> [SELECTED TEXT]
● ● ●

Interpreting archaeological topography: 3D data, visualization and observation, edited by Rachel S. Opitz and David C. Cowley, Oxford, Oxbow Books, 2013, 288 pp., US$66.60 (hbk), ISBN 978-1-84217-516-3
This book is a combined effort between the editors, authors, and ArchaeoLandscapes Europe, an organization self-described as "established to support the development of aerial approaches and remote sensing techniques across Europe, to encourage the exchange of expertise and skills, to foster cooperation between archaeological institutions, and to enhance public awareness" (iv). This volume in particular aims to publicize the applications of Light Detection And Ranging (LiDAR), remote-sensing techniques, and web-based GIScience in research, education, and conservation contexts. The authors describe a pressing need to integrate the benefits that archaeological fieldwork and 3D data bring to research in order to make the most of both methods. The ability of 3D research to enhance the understanding of on-the-ground survey methods and vice versa is a main focus of the volume, as is expanding the awareness of this approach to gathering archaeological knowledge.

● ● ●

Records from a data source
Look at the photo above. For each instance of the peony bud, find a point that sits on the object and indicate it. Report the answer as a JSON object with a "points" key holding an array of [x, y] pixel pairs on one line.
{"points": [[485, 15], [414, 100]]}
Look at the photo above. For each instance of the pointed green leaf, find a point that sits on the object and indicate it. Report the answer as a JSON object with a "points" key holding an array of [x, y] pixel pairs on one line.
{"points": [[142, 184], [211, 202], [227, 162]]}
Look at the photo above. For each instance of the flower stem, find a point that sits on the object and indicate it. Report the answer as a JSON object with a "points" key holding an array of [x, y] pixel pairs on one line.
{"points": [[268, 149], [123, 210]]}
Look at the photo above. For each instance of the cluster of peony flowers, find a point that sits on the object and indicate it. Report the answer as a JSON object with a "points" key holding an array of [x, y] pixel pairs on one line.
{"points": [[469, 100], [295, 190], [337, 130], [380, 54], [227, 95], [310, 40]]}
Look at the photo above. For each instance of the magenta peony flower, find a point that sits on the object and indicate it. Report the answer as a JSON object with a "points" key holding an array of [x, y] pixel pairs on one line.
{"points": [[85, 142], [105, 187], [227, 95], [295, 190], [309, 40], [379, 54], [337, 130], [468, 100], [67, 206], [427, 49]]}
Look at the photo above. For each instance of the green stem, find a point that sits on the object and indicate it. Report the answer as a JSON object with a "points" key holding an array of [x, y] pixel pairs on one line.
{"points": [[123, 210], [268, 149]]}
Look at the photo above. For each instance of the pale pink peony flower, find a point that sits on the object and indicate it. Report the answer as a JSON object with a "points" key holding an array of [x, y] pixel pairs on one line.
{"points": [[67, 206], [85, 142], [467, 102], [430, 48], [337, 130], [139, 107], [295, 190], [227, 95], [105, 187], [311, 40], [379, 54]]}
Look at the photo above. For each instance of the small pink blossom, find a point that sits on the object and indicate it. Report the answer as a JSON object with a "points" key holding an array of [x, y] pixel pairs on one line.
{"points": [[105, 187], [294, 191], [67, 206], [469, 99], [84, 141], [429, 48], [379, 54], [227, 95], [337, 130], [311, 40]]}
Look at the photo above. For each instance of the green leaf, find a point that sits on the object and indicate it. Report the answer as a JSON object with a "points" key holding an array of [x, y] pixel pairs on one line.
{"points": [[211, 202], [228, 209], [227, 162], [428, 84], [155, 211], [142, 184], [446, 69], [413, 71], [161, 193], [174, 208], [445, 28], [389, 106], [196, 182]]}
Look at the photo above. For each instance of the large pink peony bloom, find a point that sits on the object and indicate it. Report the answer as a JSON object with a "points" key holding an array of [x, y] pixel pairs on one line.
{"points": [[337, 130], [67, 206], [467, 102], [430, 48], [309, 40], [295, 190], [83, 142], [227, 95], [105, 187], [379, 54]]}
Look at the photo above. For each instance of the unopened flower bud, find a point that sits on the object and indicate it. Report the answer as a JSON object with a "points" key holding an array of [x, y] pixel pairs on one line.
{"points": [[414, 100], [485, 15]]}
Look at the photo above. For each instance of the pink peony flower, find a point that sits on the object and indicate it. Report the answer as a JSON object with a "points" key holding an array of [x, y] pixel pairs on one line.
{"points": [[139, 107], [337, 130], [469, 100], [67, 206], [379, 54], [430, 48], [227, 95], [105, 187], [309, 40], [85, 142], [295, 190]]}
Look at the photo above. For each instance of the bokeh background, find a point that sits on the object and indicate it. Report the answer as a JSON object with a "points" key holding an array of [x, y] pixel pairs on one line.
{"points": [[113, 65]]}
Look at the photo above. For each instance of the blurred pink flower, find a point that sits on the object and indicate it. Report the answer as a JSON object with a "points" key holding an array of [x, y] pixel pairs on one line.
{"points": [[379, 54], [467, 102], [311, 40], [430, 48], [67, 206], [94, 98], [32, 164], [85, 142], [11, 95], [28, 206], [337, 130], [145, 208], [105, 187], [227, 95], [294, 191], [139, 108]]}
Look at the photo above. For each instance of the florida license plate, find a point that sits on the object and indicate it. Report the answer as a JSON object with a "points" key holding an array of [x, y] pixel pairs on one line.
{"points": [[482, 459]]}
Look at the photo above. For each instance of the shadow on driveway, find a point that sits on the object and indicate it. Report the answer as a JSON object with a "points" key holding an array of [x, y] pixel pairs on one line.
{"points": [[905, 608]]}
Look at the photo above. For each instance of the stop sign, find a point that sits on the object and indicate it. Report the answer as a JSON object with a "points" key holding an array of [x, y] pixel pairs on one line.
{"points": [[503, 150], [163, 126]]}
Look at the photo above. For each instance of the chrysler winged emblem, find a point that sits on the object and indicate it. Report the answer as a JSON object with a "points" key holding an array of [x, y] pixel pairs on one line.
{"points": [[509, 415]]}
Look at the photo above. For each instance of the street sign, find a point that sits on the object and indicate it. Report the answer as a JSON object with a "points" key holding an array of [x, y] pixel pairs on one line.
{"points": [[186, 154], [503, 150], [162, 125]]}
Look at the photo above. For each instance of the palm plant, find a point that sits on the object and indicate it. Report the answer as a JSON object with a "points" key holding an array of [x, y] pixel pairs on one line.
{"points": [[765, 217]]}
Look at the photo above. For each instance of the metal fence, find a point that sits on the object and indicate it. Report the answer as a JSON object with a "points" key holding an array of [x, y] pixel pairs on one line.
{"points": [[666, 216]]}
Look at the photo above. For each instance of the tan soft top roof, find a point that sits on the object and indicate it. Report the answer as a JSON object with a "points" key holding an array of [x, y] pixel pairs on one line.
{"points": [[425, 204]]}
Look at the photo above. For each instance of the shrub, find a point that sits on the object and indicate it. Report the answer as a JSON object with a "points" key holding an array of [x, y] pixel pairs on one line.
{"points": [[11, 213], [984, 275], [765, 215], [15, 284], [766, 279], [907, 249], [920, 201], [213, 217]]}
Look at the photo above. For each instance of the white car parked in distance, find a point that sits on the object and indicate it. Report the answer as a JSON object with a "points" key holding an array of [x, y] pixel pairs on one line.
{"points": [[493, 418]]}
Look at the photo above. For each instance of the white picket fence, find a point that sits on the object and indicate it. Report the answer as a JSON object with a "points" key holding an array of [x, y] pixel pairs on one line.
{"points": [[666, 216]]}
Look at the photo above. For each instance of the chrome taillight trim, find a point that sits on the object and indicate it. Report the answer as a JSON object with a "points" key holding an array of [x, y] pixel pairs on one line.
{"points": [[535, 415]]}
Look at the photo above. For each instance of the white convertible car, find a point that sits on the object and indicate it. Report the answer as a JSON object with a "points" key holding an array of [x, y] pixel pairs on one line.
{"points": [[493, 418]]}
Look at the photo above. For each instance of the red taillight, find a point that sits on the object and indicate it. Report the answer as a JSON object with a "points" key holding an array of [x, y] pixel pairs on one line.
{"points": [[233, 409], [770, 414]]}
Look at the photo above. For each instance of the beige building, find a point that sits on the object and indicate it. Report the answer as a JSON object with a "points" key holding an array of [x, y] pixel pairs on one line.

● ● ●

> [GOALS]
a. For each statement below, say whether the review of Interpreting archaeological topography supports it. Answer yes or no, and quote the words from the review that decide it.
(i) The book was published by Oxbow Books in 2013.
(ii) The volume aims to publicize the applications of LiDAR only in conservation contexts.
(iii) ArchaeoLandscapes Europe describes itself as established in part to enhance public awareness.
b. According to the review of Interpreting archaeological topography, who edited the book?
c. Pick up the review of Interpreting archaeological topography after its last sentence and write what comes next.

> [ANSWERS IN ORDER]
a.
(i) Yes: "Oxford, Oxbow Books, 2013"
(ii) No: "in research, education, and conservation contexts"
(iii) Yes: "to enhance public awareness"

b. Rachel S. Opitz and David C. Cowley edited the book.

c.
This book proceeds from a description of the LiDAR and 3D data-gathering process to issues of interpretation both technical and subjective. It emphasizes the inclusion of multiple viewpoints, literal and theoretical, when gathering, assessing, and sharing remote-sensing data. The authors stress the importance of collaborative research in gathering and interpreting 3D data, as well as the need to look beyond traditional GIScience methods and experiment with open data networks and gaming-based visualization systems.
Split into three sections, the book explores the meaning and uses of LiDAR in landscape exploration. In the first section, pitfalls and challenges to both aerial imaging and traditional landscape surveying methods are explored. This begins with a discussion of the techniques and science involved in generating aerial imagery and the basic formats in which images are recorded, viewed, and shared. Next, an overview of interpretation methods specific to aerial 3D imagery is presented, which neatly explains the steps necessary to take an image from capture to post-processing. The importance of human judgment-calls and the possibility of error in any mapping endeavor, however new or technologically savvy, are addressed. This book is especially succinct in presenting technical details...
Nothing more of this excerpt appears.